■ Required action: Reproduce, word for word, all of the records; the pictures stay out.

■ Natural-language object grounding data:
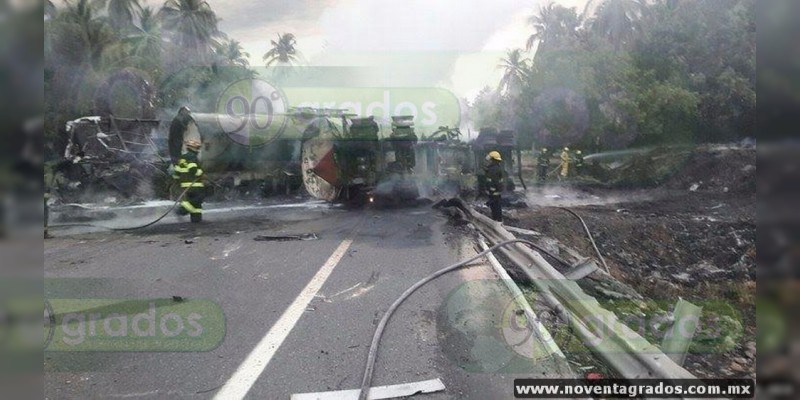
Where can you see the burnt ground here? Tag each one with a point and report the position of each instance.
(691, 236)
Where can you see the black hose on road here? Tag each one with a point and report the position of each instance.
(591, 239)
(376, 338)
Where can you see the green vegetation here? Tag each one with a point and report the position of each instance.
(176, 49)
(630, 72)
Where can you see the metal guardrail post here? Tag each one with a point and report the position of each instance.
(623, 349)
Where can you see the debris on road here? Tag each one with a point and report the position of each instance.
(285, 238)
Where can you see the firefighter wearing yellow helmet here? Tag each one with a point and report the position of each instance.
(190, 176)
(543, 162)
(565, 160)
(579, 162)
(494, 183)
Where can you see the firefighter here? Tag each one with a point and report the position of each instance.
(543, 162)
(579, 164)
(494, 183)
(177, 132)
(190, 176)
(565, 160)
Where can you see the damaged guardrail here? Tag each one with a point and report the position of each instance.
(625, 351)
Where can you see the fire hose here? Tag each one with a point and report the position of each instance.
(369, 369)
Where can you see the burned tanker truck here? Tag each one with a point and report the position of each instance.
(331, 154)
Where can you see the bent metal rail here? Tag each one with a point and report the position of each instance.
(628, 353)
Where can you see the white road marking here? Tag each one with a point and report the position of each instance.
(378, 392)
(248, 372)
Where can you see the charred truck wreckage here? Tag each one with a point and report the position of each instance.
(331, 154)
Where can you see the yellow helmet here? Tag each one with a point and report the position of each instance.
(193, 145)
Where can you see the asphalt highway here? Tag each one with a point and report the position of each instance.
(297, 315)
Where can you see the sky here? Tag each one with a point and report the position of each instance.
(452, 44)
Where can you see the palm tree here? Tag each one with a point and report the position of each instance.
(121, 13)
(282, 51)
(86, 35)
(617, 20)
(232, 53)
(193, 25)
(145, 41)
(515, 71)
(554, 25)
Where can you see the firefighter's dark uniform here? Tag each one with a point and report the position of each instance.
(579, 163)
(190, 175)
(494, 187)
(543, 162)
(177, 131)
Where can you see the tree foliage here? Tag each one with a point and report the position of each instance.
(630, 72)
(177, 49)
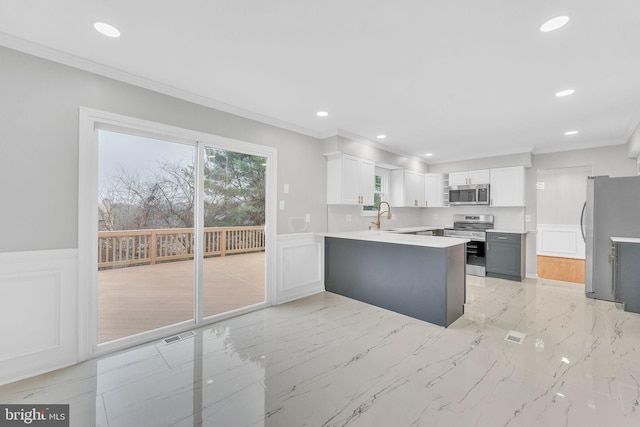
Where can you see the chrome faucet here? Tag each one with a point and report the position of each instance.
(388, 212)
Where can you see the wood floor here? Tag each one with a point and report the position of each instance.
(565, 269)
(137, 299)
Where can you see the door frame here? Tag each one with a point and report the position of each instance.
(90, 122)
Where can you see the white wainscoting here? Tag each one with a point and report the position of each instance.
(560, 241)
(300, 271)
(38, 312)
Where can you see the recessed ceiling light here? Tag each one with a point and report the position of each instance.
(106, 29)
(565, 92)
(554, 23)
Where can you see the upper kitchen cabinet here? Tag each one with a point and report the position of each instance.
(407, 188)
(482, 176)
(350, 180)
(435, 192)
(507, 186)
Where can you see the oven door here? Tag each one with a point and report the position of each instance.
(476, 258)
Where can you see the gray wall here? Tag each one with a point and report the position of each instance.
(39, 104)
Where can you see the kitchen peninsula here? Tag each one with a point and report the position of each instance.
(419, 276)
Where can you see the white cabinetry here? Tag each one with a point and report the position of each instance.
(482, 176)
(350, 180)
(407, 188)
(434, 190)
(507, 186)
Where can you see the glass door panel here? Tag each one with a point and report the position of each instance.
(146, 201)
(234, 239)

■ Your response:
Where can you see the burnt ground here? Tag each one with a point and report the position of each instance.
(691, 236)
Where can you see the black hose on road here? Tag each one with a point and report the position of each instance.
(591, 239)
(376, 338)
Where can you see the green vegetation here? Tag each one with a point and report the position of each instance.
(176, 49)
(630, 72)
Where can you see the metal guardrail post here? Tag each one with a point and report the position of each instance.
(623, 349)
Where can you see the debris on road here? Tag each one with a point and report the position of each instance.
(285, 238)
Where can you see the firefighter wearing yellow helmet here? Tag each one with a point and report the position of each instance.
(190, 176)
(543, 162)
(565, 160)
(579, 162)
(494, 183)
Where can you see the firefighter here? Tag each one with a point and report the position of each instance.
(543, 162)
(579, 164)
(494, 183)
(177, 132)
(190, 176)
(565, 160)
Where can you see the damaged guardrail here? Tag each one with a point and report the position of each instance.
(625, 351)
Where can you see the fire hose here? Tag each one with a point and report the position of each instance.
(369, 369)
Where can you see the burned tanker truck here? Tag each one with a point and report the position of each instance.
(331, 154)
Where can you see the bent metal rail here? Tag each one with a point and report the position of each instance.
(628, 353)
Where can you see the white road marking here? Tag each one with a point and report the position of each instance.
(378, 392)
(248, 372)
Where can you see the charred truck wreckage here? Tag each one with a point and report the position of each instance.
(331, 154)
Where can you see the yellow helmet here? Tag each one with a point and report the position of each instance.
(193, 145)
Where can you see the asphalt highway here? Tag each one with a point and report the position of each instance.
(297, 315)
Where can you see the sky here? Tag each one with a point and report the position of each instance.
(452, 44)
Where can you see the palm tree here? Tag each one with a point and report the position of each instance.
(121, 13)
(282, 51)
(86, 35)
(617, 20)
(232, 53)
(193, 25)
(145, 41)
(515, 71)
(554, 25)
Where can you see the firefighter's dark uniform here? Tag each one with a point and report the position of each instance.
(579, 163)
(190, 175)
(494, 187)
(543, 162)
(177, 131)
Where can you see the tree foliage here? Tag each one with a point and report the position of each instance.
(630, 72)
(177, 49)
Where can you see the chrome faucet here? Tag each one with a point and report the position of each instance.
(388, 212)
Where can you see the wood floor here? Tag each one with a point and report the position of each instance.
(565, 269)
(137, 299)
Where can you see the door frame here? Tag each one with a point and report the position of each instance.
(90, 122)
Where can you see the white wainscoting here? Tag each one with a point and report the position of each instance.
(560, 241)
(300, 271)
(38, 312)
Where can you see the recessed ceiling light here? Tag each one with a point and report the position of each instance.
(106, 29)
(565, 92)
(554, 23)
Where can you see the upper kitchen cabinet here? Tag each one with a point and report the position of each instance.
(407, 188)
(482, 176)
(350, 180)
(435, 192)
(507, 186)
Where can you see the oven door here? Tag each one with a point and report the position of each instance.
(476, 258)
Where can you see the gray wall here? Tag each one with a point and report the position of each instance.
(39, 104)
Where can you see the kitchen peninsula here? Tag each one with a point and report the position of each instance.
(419, 276)
Where can you see the white cabinetry here? Tag each one with a point and report the position of each instance.
(482, 176)
(350, 180)
(407, 188)
(434, 190)
(507, 186)
Where can you see the glass door panel here? Tag each one with a point and report the position of each instance.
(146, 201)
(234, 239)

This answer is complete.